● **What you will do**
Give only the number of lines in the records that contain the string "tree", with matching case.

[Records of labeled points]
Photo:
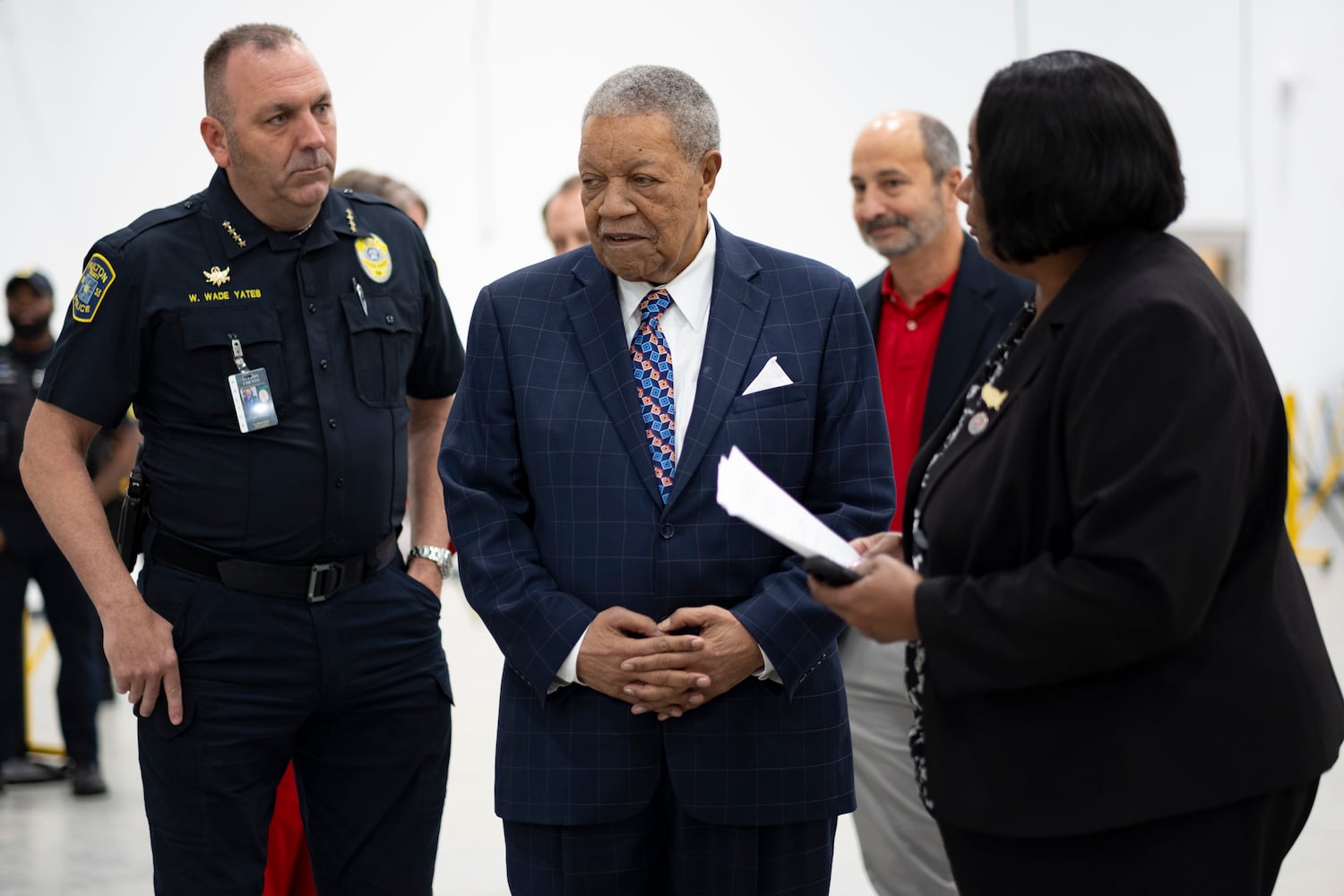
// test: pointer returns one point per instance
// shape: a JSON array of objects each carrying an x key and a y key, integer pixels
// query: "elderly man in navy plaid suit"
[{"x": 672, "y": 713}]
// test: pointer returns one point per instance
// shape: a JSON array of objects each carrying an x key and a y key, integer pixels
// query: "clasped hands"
[{"x": 631, "y": 657}]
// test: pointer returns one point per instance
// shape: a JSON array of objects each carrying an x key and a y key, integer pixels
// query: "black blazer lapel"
[
  {"x": 1023, "y": 366},
  {"x": 596, "y": 314},
  {"x": 737, "y": 314},
  {"x": 965, "y": 339}
]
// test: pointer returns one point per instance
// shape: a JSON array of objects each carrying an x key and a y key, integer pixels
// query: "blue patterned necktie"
[{"x": 653, "y": 379}]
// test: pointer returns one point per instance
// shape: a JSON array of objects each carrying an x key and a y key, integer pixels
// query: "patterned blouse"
[{"x": 975, "y": 417}]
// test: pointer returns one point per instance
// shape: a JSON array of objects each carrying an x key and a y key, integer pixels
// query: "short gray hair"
[
  {"x": 659, "y": 90},
  {"x": 261, "y": 35},
  {"x": 940, "y": 147}
]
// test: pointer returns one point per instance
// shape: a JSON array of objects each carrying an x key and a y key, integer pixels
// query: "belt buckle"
[{"x": 317, "y": 573}]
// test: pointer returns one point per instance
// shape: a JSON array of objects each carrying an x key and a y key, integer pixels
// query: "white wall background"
[{"x": 478, "y": 105}]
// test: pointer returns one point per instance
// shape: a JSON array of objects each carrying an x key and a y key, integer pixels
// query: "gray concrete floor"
[{"x": 56, "y": 845}]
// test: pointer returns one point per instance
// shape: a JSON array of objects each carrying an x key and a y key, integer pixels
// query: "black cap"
[{"x": 34, "y": 279}]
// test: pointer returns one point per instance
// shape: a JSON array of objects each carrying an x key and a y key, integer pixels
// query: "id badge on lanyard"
[{"x": 250, "y": 390}]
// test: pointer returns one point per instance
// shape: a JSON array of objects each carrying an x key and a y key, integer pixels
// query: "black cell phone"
[{"x": 830, "y": 571}]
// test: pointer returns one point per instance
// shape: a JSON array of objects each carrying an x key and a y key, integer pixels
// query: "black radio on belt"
[{"x": 134, "y": 509}]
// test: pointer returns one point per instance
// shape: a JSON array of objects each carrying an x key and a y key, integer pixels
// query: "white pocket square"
[{"x": 771, "y": 376}]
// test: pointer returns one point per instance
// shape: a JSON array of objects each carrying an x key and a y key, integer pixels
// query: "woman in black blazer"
[{"x": 1121, "y": 685}]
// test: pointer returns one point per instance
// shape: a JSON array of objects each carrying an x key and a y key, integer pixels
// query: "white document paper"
[{"x": 750, "y": 495}]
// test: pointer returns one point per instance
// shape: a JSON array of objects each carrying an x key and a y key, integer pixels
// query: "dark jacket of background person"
[
  {"x": 1116, "y": 625},
  {"x": 980, "y": 308}
]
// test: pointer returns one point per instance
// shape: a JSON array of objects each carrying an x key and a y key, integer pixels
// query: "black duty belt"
[{"x": 312, "y": 583}]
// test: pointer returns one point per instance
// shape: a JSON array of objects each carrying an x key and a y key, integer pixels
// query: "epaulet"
[
  {"x": 368, "y": 199},
  {"x": 152, "y": 220}
]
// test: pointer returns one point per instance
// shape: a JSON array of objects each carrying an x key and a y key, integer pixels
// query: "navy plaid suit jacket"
[{"x": 556, "y": 516}]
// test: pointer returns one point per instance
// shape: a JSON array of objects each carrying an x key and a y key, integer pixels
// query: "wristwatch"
[{"x": 443, "y": 557}]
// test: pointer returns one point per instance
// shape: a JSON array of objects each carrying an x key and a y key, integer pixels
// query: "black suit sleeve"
[{"x": 1148, "y": 457}]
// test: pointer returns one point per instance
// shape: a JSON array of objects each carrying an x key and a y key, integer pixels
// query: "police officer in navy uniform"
[
  {"x": 292, "y": 360},
  {"x": 27, "y": 554}
]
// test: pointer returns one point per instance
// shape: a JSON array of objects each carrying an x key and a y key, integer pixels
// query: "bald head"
[
  {"x": 935, "y": 142},
  {"x": 905, "y": 174}
]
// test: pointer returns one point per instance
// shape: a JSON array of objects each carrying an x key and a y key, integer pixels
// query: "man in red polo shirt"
[{"x": 935, "y": 312}]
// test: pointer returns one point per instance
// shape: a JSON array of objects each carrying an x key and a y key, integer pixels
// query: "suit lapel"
[
  {"x": 596, "y": 316},
  {"x": 737, "y": 314},
  {"x": 961, "y": 346},
  {"x": 1023, "y": 366}
]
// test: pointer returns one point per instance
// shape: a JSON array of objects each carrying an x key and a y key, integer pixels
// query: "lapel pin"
[{"x": 992, "y": 398}]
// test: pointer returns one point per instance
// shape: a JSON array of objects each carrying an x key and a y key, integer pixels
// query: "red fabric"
[
  {"x": 288, "y": 868},
  {"x": 908, "y": 340}
]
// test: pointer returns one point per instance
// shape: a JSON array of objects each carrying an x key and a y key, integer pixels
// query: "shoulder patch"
[{"x": 94, "y": 282}]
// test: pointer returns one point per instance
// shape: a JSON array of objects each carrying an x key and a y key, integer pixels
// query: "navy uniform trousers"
[
  {"x": 354, "y": 688},
  {"x": 691, "y": 858},
  {"x": 31, "y": 555}
]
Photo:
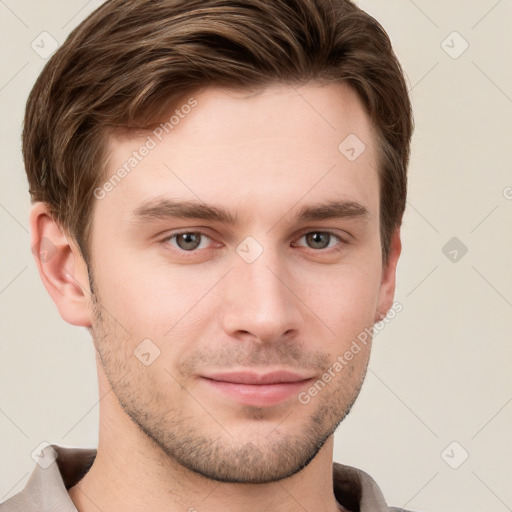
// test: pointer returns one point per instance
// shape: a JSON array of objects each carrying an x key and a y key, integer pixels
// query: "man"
[{"x": 218, "y": 189}]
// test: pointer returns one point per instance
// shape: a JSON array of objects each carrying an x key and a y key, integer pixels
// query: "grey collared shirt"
[{"x": 60, "y": 468}]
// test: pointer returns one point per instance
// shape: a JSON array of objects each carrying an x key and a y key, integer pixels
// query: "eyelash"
[{"x": 339, "y": 247}]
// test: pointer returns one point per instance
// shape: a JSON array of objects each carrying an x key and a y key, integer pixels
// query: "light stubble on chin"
[{"x": 198, "y": 443}]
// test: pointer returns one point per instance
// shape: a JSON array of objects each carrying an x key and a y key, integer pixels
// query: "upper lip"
[{"x": 253, "y": 377}]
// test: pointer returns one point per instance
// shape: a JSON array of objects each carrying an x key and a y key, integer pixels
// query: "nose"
[{"x": 260, "y": 302}]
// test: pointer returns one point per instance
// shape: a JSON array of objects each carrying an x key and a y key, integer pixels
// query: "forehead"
[{"x": 281, "y": 145}]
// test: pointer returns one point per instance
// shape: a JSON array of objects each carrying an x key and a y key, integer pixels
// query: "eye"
[
  {"x": 188, "y": 240},
  {"x": 320, "y": 240}
]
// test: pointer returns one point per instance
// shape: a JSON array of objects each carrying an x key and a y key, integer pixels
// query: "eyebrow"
[{"x": 162, "y": 209}]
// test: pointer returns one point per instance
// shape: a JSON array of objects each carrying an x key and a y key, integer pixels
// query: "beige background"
[{"x": 440, "y": 371}]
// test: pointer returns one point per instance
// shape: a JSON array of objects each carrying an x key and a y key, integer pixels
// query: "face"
[{"x": 233, "y": 266}]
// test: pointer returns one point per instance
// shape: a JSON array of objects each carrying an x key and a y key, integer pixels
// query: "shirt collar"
[{"x": 60, "y": 468}]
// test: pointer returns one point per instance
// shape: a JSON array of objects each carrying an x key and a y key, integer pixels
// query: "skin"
[{"x": 168, "y": 439}]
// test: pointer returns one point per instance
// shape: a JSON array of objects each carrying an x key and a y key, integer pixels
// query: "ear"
[
  {"x": 387, "y": 285},
  {"x": 61, "y": 267}
]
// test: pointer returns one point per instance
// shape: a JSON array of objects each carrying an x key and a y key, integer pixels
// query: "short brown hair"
[{"x": 131, "y": 59}]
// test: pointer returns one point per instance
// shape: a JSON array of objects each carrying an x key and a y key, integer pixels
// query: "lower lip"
[{"x": 258, "y": 395}]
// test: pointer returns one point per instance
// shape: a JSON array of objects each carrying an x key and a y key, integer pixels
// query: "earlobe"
[
  {"x": 61, "y": 267},
  {"x": 388, "y": 281}
]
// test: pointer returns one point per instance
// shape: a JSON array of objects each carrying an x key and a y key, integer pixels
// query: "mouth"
[{"x": 257, "y": 389}]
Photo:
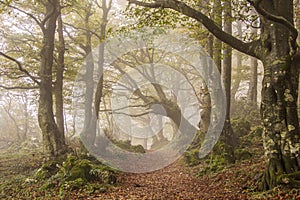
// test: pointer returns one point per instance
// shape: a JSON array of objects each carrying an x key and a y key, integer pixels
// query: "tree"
[
  {"x": 277, "y": 49},
  {"x": 227, "y": 133},
  {"x": 53, "y": 138}
]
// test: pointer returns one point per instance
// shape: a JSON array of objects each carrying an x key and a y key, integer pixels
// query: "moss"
[
  {"x": 191, "y": 157},
  {"x": 291, "y": 180},
  {"x": 47, "y": 170},
  {"x": 224, "y": 151},
  {"x": 242, "y": 154},
  {"x": 240, "y": 126},
  {"x": 126, "y": 145}
]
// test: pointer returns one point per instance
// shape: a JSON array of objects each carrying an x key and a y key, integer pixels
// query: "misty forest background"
[{"x": 54, "y": 91}]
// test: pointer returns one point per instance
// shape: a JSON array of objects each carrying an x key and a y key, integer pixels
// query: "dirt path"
[{"x": 173, "y": 182}]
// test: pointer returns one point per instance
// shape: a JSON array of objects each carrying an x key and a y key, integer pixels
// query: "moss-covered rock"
[
  {"x": 47, "y": 170},
  {"x": 126, "y": 145},
  {"x": 191, "y": 157},
  {"x": 240, "y": 126},
  {"x": 242, "y": 154}
]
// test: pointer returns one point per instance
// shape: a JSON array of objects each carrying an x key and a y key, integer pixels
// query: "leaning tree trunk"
[
  {"x": 53, "y": 142},
  {"x": 279, "y": 96}
]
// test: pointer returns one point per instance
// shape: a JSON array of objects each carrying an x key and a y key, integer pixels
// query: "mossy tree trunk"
[
  {"x": 53, "y": 141},
  {"x": 278, "y": 50},
  {"x": 279, "y": 97}
]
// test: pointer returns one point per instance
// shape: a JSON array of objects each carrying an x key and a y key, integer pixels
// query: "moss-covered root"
[
  {"x": 292, "y": 180},
  {"x": 274, "y": 176}
]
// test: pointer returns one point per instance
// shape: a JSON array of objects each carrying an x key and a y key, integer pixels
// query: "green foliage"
[
  {"x": 126, "y": 145},
  {"x": 240, "y": 126},
  {"x": 74, "y": 173},
  {"x": 242, "y": 154},
  {"x": 191, "y": 156},
  {"x": 47, "y": 170}
]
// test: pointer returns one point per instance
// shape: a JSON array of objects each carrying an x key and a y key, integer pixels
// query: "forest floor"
[{"x": 175, "y": 182}]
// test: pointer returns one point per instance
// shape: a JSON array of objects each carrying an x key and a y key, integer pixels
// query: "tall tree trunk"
[
  {"x": 53, "y": 142},
  {"x": 58, "y": 90},
  {"x": 89, "y": 129},
  {"x": 252, "y": 93},
  {"x": 279, "y": 95},
  {"x": 217, "y": 49},
  {"x": 239, "y": 66},
  {"x": 227, "y": 133}
]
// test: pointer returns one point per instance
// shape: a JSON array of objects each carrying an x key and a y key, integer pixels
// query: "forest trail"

● **Output**
4